** Start of EXTRACTED INFORMATION **
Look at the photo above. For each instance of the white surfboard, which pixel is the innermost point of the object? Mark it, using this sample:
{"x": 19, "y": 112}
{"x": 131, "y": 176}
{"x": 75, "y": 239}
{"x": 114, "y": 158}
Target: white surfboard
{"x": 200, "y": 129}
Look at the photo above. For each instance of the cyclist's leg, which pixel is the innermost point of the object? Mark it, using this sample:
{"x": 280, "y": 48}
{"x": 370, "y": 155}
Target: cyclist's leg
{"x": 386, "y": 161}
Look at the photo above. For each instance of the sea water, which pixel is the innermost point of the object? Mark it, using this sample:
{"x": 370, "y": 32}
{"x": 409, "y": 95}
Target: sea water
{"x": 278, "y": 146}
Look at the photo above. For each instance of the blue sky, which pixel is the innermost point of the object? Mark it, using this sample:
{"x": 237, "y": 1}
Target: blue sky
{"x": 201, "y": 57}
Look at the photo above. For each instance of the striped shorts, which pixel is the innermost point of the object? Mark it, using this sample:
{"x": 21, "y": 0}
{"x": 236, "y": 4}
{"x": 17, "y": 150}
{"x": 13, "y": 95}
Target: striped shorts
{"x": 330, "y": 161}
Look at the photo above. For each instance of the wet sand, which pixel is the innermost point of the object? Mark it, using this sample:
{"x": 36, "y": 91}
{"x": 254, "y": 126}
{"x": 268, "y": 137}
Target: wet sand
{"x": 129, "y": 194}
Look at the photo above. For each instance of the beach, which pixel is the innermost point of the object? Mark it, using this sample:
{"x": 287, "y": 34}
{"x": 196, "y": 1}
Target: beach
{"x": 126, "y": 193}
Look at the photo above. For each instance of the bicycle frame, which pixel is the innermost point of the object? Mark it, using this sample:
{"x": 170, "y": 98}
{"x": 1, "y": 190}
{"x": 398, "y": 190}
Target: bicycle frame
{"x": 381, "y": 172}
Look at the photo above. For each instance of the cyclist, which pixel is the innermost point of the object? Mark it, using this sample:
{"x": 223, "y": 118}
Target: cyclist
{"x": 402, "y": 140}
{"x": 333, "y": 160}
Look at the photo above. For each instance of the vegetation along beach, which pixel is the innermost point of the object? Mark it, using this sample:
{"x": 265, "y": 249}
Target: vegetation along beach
** End of EXTRACTED INFORMATION **
EXERCISE | Please format all of the data above as a numbered list with one line per item, leaving out any blank lines.

WORKED ANSWER |
1. Look at the photo above. For each instance of the white surfboard, which pixel is the innermost point of the object? Mark it, using this sample:
2. {"x": 19, "y": 112}
3. {"x": 131, "y": 176}
4. {"x": 75, "y": 239}
5. {"x": 114, "y": 158}
6. Target: white surfboard
7. {"x": 200, "y": 129}
8. Look at the photo above. For each instance of the cyclist's leg, which pixel is the innermost point of the object? Mark it, using this sample:
9. {"x": 280, "y": 48}
10. {"x": 370, "y": 155}
11. Target: cyclist's leg
12. {"x": 386, "y": 161}
13. Look at the photo above. For each instance of the sea water, which pixel is the innermost point of the object? Mark it, using this sample:
14. {"x": 370, "y": 32}
15. {"x": 409, "y": 95}
16. Target: sea water
17. {"x": 278, "y": 146}
18. Look at the photo above. For each instance of the blue sky, which pixel is the innermost point of the object? Mark it, using this sample:
19. {"x": 237, "y": 1}
20. Target: blue sky
21. {"x": 201, "y": 57}
22. Look at the photo above. For each instance of the striped shorts, which pixel is the innermost point of the object? Mark it, using this sample:
23. {"x": 21, "y": 0}
24. {"x": 236, "y": 4}
25. {"x": 17, "y": 150}
26. {"x": 13, "y": 95}
27. Target: striped shorts
28. {"x": 330, "y": 161}
29. Look at the photo above. For each instance of the wet sand, which pixel is the innermost point of the object? Mark it, using this sample:
30. {"x": 36, "y": 91}
31. {"x": 254, "y": 126}
32. {"x": 268, "y": 137}
33. Target: wet sand
34. {"x": 129, "y": 194}
35. Look at the photo above. For each instance of the beach, which pixel is the innermost point of the object? Mark it, using this sample:
36. {"x": 287, "y": 34}
37. {"x": 196, "y": 1}
38. Target: beach
39. {"x": 126, "y": 193}
40. Look at the photo above. For each instance of the bicycle frame, which pixel is the innermost point of the object? Mark it, using this sample:
41. {"x": 170, "y": 98}
42. {"x": 1, "y": 190}
43. {"x": 398, "y": 190}
44. Target: bicycle frame
45. {"x": 381, "y": 172}
46. Look at the photo above. For each instance of the cyclist, which pixel is the innermost point of the object? Mark it, using this sample:
47. {"x": 223, "y": 118}
48. Target: cyclist
49. {"x": 402, "y": 140}
50. {"x": 333, "y": 160}
51. Look at the photo above. For each instance of the vegetation along beach, which pixel is the innermost point of the object? Mark it, using this sample:
52. {"x": 265, "y": 249}
53. Target: vegetation along beach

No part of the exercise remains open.